*** Opening of PROVIDED TEXT ***

One possible theory is that the current pathogen, enterovirus 68, or a virus very similar to it has circulated undetected in the past, Schaffner said. That means adults may have already been exposed to it and have built up immunity.
However, Schaffner said it's more likely that adults aren't being infected because enteroviruses are so common.
"Older family members may have built up some antibodies to enteroviruses in general that are providing some cross-protection," he said.
Dr. Michael Tosi, chief of pediatric infectious diseases at Mount Sinai Hospital in New York City, said he doesn't expect to see many adult cases if any at all.
"In general we see enteroviruses more in children than adults anyway," Tosi said. "When they do get them they are often asymptomatic or have less serious reactions that don't require hospitalization."
Schaffner agreed it's unlikely there will be mass outbreak in older people. The virus has been around since the summer and children have been exposing their families to it for months, he said. If it was going to spread to adults, it probably would have already.

*** Close of PROVIDED TEXT ***

→ QUESTIONS ON THE MATERIAL:
• 1. List every reason the passage about enterovirus 68 gives for expecting few or no adult cases.
• 2. Answer from the passage about enterovirus 68:
(a) What is the current pathogen called?
(b) What position does Dr. Michael Tosi hold?
(c) Since when has the virus been around?
• 3. Extend the passage about enterovirus 68 in adults with a few sentences that follow on from its last one.

*** Opening of SUPPLIED MATERIAL ***

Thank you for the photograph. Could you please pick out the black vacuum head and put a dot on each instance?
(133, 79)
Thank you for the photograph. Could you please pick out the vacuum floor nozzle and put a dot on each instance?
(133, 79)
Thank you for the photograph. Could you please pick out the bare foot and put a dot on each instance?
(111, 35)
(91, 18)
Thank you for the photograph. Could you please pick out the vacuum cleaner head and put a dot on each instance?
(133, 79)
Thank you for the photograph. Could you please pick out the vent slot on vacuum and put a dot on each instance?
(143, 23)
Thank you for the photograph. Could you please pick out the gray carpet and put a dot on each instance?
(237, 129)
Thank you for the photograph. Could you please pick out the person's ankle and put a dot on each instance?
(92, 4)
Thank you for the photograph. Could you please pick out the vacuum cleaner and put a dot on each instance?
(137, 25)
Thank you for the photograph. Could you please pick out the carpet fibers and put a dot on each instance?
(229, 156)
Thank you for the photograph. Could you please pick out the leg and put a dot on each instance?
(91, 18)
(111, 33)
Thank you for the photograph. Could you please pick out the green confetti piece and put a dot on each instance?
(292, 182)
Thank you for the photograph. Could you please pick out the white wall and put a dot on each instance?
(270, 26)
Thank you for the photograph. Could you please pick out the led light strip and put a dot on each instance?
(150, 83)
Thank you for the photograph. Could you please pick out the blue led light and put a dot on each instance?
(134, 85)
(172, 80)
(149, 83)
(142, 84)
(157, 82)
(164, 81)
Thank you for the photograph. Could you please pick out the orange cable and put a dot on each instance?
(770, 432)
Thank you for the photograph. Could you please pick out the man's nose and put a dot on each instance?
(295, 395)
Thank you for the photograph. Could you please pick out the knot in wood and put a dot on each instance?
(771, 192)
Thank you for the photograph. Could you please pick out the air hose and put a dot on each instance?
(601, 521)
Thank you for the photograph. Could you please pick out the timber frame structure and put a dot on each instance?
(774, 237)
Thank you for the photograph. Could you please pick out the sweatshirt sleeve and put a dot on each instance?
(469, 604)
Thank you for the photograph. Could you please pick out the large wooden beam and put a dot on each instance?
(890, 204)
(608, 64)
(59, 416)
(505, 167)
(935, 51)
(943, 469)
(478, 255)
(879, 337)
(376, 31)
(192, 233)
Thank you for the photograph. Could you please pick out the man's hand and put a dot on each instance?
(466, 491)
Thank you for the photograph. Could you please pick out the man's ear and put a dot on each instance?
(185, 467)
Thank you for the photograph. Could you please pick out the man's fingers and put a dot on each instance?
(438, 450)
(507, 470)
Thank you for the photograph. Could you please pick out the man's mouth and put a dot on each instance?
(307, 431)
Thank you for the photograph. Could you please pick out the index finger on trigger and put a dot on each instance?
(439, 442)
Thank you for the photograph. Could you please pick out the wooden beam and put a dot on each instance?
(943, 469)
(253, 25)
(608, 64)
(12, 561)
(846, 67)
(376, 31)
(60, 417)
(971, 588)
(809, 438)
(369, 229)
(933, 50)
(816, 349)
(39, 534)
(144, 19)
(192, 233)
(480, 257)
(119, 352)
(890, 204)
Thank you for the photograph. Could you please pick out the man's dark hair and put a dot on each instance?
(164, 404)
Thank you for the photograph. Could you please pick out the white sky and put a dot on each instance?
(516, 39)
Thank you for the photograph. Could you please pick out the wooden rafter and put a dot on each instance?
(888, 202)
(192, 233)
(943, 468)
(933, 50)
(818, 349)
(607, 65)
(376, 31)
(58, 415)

*** Close of SUPPLIED MATERIAL ***
*** Opening of SUPPLIED MATERIAL ***

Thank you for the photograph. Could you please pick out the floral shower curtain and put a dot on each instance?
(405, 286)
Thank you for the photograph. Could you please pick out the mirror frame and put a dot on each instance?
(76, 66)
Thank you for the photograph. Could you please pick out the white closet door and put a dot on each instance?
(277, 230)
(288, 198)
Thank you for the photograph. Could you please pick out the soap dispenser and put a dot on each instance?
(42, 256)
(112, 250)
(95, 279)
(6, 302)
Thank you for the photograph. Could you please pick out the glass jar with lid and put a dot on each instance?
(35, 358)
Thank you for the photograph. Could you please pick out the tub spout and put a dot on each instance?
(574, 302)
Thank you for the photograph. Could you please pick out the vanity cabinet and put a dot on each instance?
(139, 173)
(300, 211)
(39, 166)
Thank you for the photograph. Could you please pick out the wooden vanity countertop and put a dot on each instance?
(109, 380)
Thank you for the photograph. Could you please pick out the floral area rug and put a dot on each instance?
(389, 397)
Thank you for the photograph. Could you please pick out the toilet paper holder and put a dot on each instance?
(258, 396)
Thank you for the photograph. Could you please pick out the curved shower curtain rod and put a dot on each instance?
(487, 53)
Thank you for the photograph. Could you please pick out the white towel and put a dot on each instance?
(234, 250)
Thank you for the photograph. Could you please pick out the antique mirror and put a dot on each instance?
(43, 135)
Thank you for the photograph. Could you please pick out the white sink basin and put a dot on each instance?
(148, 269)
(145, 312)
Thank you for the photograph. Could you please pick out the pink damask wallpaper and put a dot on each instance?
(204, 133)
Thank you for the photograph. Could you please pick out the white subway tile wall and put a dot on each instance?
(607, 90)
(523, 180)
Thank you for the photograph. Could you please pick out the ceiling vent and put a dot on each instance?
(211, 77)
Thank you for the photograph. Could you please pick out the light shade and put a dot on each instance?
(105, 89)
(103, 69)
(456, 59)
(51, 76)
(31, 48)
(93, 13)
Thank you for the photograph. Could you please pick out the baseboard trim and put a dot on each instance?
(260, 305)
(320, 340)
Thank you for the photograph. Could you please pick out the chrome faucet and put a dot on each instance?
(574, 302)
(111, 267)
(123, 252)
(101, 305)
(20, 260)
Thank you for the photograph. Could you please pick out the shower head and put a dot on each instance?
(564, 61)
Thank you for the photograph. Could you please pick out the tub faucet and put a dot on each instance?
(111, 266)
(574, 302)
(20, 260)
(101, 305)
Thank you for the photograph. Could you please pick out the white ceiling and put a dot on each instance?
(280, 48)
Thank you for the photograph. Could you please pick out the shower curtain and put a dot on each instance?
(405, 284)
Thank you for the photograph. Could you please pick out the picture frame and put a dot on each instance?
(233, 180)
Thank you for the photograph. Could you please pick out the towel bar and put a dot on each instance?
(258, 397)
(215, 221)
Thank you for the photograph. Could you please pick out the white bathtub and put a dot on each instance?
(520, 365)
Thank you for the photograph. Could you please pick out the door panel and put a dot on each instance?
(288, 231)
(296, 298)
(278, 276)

*** Close of SUPPLIED MATERIAL ***

→ EXPECTED RESPONSES:
• 1.
- The current pathogen, or a very similar virus, may have circulated undetected in the past, so adults may already have been exposed and built up immunity.
- Because enteroviruses are so common, older family members may have antibodies to enteroviruses in general that give cross-protection.
- In general, enteroviruses are seen more in children than in adults.
- When adults do get enteroviruses, they are often asymptomatic or have less serious reactions that don't require hospitalization.
- The virus has been around since the summer and children have exposed their families to it for months, so it probably would have spread to adults already.

• 2.
(a) Enterovirus 68.
(b) Chief of pediatric infectious diseases at Mount Sinai Hospital in New York City.
(c) Since the summer.

• 3.
However, he noted that enterovirus 68 is a bit of a rogue.
"Many enteroviruses are transmitted and live in intestinal tract but this virus is spread by a respiratory route, more like how winter flus are spread," he explained. "We'll definitely have to watch it and see how it behaves."
Enterovirus 68 is similar to the common cold, but symptoms can be more serious, according to the U.S. Centers for Disease Control and Prevention. It causes wheezing and in some instances, neurological symptoms and temporary paralysis. How it spreads is unclear, though most enteroviruses spread through contact with respiratory secretions like saliva and mucous, as well as feces.